DATASET EXCERPTS:
________________________________________

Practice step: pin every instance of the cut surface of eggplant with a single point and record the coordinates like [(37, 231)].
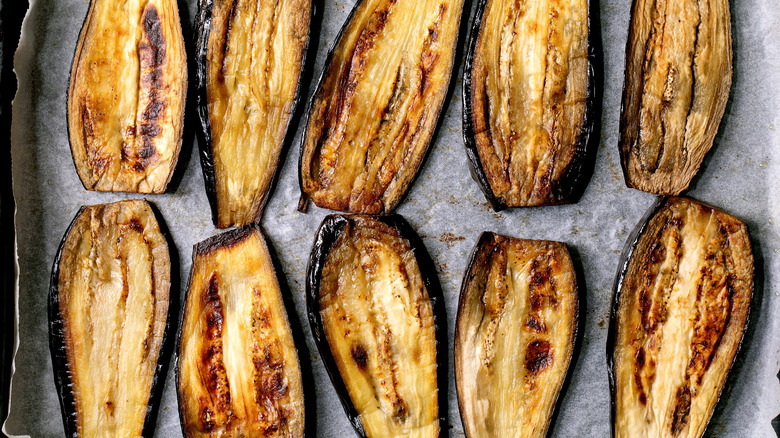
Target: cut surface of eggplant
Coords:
[(238, 372), (372, 299), (251, 57), (373, 116), (126, 96), (108, 313), (515, 335), (677, 83), (530, 101), (681, 306)]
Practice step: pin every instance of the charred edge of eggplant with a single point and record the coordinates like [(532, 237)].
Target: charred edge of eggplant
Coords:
[(202, 32), (625, 258), (577, 175), (327, 235), (304, 200), (59, 356), (486, 237)]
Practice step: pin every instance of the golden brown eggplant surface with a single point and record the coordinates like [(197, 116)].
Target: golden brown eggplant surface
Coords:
[(238, 372), (112, 294), (678, 77), (514, 340), (378, 320), (682, 309), (126, 96), (529, 84), (254, 60), (378, 102)]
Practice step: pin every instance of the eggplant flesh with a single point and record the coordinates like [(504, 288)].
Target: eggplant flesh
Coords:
[(238, 372), (682, 303), (677, 82), (518, 303), (372, 303), (376, 107), (252, 64), (527, 89), (126, 96), (108, 311)]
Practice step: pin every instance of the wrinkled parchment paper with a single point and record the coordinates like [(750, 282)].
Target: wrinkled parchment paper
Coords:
[(445, 206)]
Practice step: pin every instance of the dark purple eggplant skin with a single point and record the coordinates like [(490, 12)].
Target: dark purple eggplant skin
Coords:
[(625, 258), (485, 238), (303, 203), (202, 32), (327, 235), (577, 176), (59, 357)]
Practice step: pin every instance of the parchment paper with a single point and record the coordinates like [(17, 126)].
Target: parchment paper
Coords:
[(445, 206)]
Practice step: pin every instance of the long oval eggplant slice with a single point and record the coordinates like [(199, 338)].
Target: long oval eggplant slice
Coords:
[(678, 77), (238, 372), (108, 319), (682, 298), (251, 54), (530, 102), (372, 118), (515, 335), (126, 96), (374, 304)]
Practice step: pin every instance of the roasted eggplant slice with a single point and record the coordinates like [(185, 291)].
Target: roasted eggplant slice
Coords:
[(126, 96), (238, 372), (530, 101), (374, 307), (108, 318), (682, 297), (251, 54), (373, 116), (678, 77), (518, 303)]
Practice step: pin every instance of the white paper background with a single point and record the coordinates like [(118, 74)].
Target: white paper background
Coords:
[(445, 207)]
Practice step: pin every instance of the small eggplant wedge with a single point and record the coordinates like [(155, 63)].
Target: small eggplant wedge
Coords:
[(372, 118), (677, 83), (250, 59), (682, 297), (518, 302), (531, 102), (108, 320), (237, 372), (374, 305), (126, 96)]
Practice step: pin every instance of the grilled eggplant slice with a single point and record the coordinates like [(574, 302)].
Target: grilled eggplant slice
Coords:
[(376, 107), (518, 300), (126, 96), (108, 319), (238, 372), (531, 102), (251, 54), (678, 77), (374, 304), (681, 305)]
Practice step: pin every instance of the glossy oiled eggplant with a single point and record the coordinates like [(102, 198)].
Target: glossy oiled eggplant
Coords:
[(374, 306), (515, 335), (108, 317), (531, 102), (238, 372), (126, 96), (682, 297), (250, 57), (376, 107), (678, 77)]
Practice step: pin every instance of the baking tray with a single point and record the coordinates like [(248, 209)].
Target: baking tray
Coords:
[(445, 206)]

________________________________________

WRITTEN PROBLEM: Revise all of the material above so that "Practice step" becomes "Exercise step" everywhere it appears, keeping everything else the same. Leave the pictures out of your version.

EXERCISE RESPONSE:
Exercise step: pin every instance of the cut surface of eggplant with a single point and record the coordinates like [(37, 231)].
Target: cut surface of eggplant
Coords:
[(238, 372), (372, 299), (251, 57), (373, 116), (126, 96), (108, 313), (515, 335), (677, 83), (530, 101), (681, 306)]
Exercise step: pin every instance of the charred edge of eggplant with a single point and record the coordinates like [(532, 237)].
Target: charred edge of eggplant
Coords:
[(202, 32), (625, 258), (577, 175), (327, 235), (304, 200), (59, 356), (486, 237)]
Exercise step: pin every instance of the golden brown eggplant surface with a single point and record the coordinates like [(197, 116)].
Target: golden brown eggplant surface
Coords:
[(238, 372), (112, 294), (678, 77), (514, 340), (378, 320), (682, 309), (126, 96), (529, 84), (254, 60), (378, 102)]
Exercise step: pin every instance of the eggplant flesh with a single point and record the coordinates like [(504, 288)].
Target: eggplant flesh
Coords:
[(238, 372), (682, 303), (677, 82), (518, 303), (372, 303), (376, 107), (252, 64), (527, 89), (126, 96), (108, 311)]
Exercise step: pin every instance of the wrinkled parchment paper with a single point and record the coordinates like [(750, 282)].
Target: wrinkled parchment paper
Coords:
[(445, 206)]
Exercise step: pin every instance of the dark purple eggplant skin with a single point and record the coordinates like [(490, 12)].
Target: dark purple eggplant skin
Coords:
[(625, 258), (485, 238), (303, 203), (202, 32), (327, 235), (577, 176), (59, 357)]
Exercise step: pin every instance of the parchment paper with a single point and record the coordinates like [(17, 126)].
Target: parchment paper
Coords:
[(445, 206)]
Exercise step: pin every instance of the long oval eggplant slice with a single point and record the coordinates like [(199, 338)].
Target: long oval eggplant slice
Coords:
[(678, 77), (238, 372), (108, 319), (682, 298), (251, 54), (530, 102), (372, 118), (515, 335), (126, 96), (374, 304)]
Exercise step: pin every instance of the roasted eggplant slice with a single point and record the coordinates like [(185, 291)].
Target: roasted eggplant slice
Coords:
[(126, 96), (238, 372), (530, 101), (374, 307), (108, 318), (682, 297), (251, 54), (373, 116), (678, 77), (518, 303)]
Exercise step: pin every instance of the white paper background with a single point and record the coordinates like [(118, 74)].
Target: white paper background
Coords:
[(445, 207)]
Exercise step: pin every instance of the small eggplant wedge with a single point and record the coordinates like [(155, 63)].
Target: small eggplant wedge
Coords:
[(372, 118), (677, 83), (250, 59), (682, 297), (518, 302), (531, 102), (108, 320), (237, 372), (374, 305), (126, 96)]
Exercise step: pin every instance of the grilled eggplant slice with a single point and record the coordinates like [(574, 302)].
Target: grilled eggplant slice
Coords:
[(376, 107), (518, 300), (126, 96), (108, 319), (238, 372), (531, 102), (251, 54), (678, 77), (374, 304), (681, 305)]
Exercise step: pin every instance of the glossy oiled eggplant with a single point and record the coordinates like [(102, 198)].
Target: glossy oiled eggplant
Coords:
[(374, 306), (515, 335), (108, 317), (531, 102), (238, 372), (126, 96), (682, 297), (250, 57), (376, 107), (678, 77)]
Exercise step: pin every instance of the baking tray with a single point and record the coordinates like [(248, 209)].
Target: baking tray
Coords:
[(445, 206)]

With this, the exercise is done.